(Photo object pointing records)
--------

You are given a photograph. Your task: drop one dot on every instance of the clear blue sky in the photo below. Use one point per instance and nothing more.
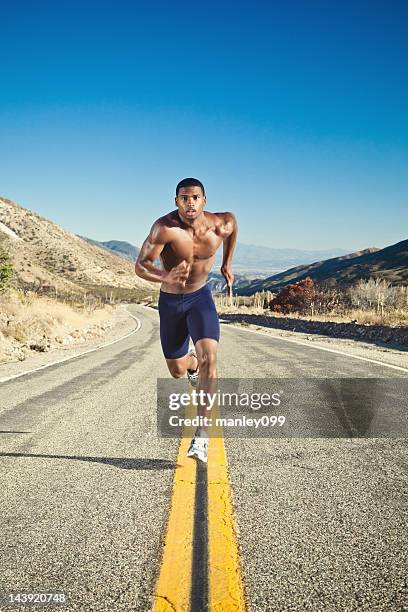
(294, 115)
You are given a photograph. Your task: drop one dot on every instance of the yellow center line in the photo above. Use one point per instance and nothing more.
(173, 589)
(174, 584)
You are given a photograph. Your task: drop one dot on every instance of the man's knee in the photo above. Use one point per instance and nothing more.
(207, 360)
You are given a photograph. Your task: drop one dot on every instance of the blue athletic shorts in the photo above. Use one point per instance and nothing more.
(183, 315)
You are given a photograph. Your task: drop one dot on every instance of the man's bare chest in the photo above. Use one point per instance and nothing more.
(193, 247)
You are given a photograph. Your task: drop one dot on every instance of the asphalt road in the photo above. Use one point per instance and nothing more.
(86, 486)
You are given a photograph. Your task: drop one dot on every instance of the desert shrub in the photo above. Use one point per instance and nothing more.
(297, 297)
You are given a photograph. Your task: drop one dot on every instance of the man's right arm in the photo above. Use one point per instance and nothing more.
(150, 251)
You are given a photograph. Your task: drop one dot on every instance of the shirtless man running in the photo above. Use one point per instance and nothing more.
(186, 241)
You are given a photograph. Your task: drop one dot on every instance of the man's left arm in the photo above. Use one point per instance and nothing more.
(230, 233)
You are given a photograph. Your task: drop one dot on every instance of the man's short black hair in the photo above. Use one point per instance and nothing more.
(190, 182)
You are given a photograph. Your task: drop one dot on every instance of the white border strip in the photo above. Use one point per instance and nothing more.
(320, 348)
(48, 365)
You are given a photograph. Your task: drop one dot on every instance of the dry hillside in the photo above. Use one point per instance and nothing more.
(46, 255)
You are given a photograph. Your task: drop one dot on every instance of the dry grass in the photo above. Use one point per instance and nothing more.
(30, 322)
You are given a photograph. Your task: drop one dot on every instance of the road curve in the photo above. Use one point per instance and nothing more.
(87, 486)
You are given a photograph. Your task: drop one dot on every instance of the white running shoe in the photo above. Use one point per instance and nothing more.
(192, 375)
(199, 448)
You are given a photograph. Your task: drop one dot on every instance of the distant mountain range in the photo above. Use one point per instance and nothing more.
(119, 247)
(261, 261)
(47, 257)
(249, 260)
(390, 263)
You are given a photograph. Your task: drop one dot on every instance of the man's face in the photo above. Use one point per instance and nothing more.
(190, 202)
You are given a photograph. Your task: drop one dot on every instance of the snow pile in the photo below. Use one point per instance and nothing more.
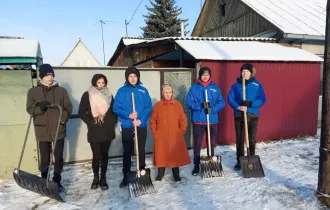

--------

SET PROBLEM: Rewrite all of the material above with "drop one dot" changed to "place a single mark" and everything else kept the same. Omit the pictures from your answer.

OUTPUT OF THE EXERCISE:
You are given a photograph. Your task: place a single mark on every instance of the clear blue sky in the photo below. Use one point per instance and nothing more.
(294, 115)
You are given a photograph. Your task: place a single mark on every instance of the yellow center line in the photo above. Use one point per instance and nothing more.
(173, 589)
(174, 584)
You are given a photograph. Your task: place a single mark on every instance of the man's knee in the photo above. Use one point per instance and nothing more.
(207, 360)
You are given a photograph. Your task: place a single mark on every instance of the blue athletic shorts in the photo above. Use one point per instance and nothing more.
(183, 315)
You are given a photograph. Your task: place a single mark on every instance of the man's bare chest in the photo above. Use one point per instance and nothing more.
(193, 247)
You are given a photograph. Your task: place a single mark on every instance of the asphalt road in the photo above. Use one point per instance and nothing more.
(86, 486)
You are given a photograph. Your task: place a single mark on every instance of the desert shrub in the photo above. Use one point per instance and nothing more.
(297, 297)
You are given a photograph. Your task: place a single mark on every instance of the man's right arm in the photo above. Use one point per instance and nothing more.
(150, 251)
You are given a photograph. Your task: place a single mark on every instance of the shirtless man running in the photo above. Use one point per instance and nothing more.
(186, 241)
You are given a photograph. Your task: place a single mark on every instance of the man's left arm in the photo above. Use one point per instance and nothing more.
(230, 233)
You are given a photograph. Your task: place a single mark on every instance of the man's short black hair in the photo above. Use one point per instance and nothing more.
(190, 182)
You are given a photograph. Your task: place a single mark on every instance of the white border strip in the photo above. Use one point per instance and nothing more.
(320, 348)
(48, 365)
You are given a photograph. Your task: place a single mark on every instance of the dry hillside in the photo above. Use one point per instance and nothing more.
(46, 255)
You are given a photograph. Your task: place a single mark on every instance of the dry grass in the photo above. Use one point per instance and nothing more.
(30, 322)
You are given a photograph. Your task: place a single mark on every instance of the road curve in the photo above. Use one point per instance and nothing more.
(87, 486)
You are given a photograph. Your task: place a single mark on every instance of the white running shoe in the photo above. Use one point per instance and nothing more.
(192, 375)
(199, 448)
You are given a photograph. Your task: place a single mark on every instance of the distant mountain range in the photo above. Use one point per instance and nothing more.
(119, 247)
(261, 261)
(47, 257)
(249, 260)
(390, 263)
You are given a photograph. Your task: place a single mark on every instance of the man's face in the photo above. Use one point per instance and nothing more.
(190, 202)
You are given a photograph. Your task: place a single mark on every instance of the snow pile in the photo below. Use one point per instance and nothing more.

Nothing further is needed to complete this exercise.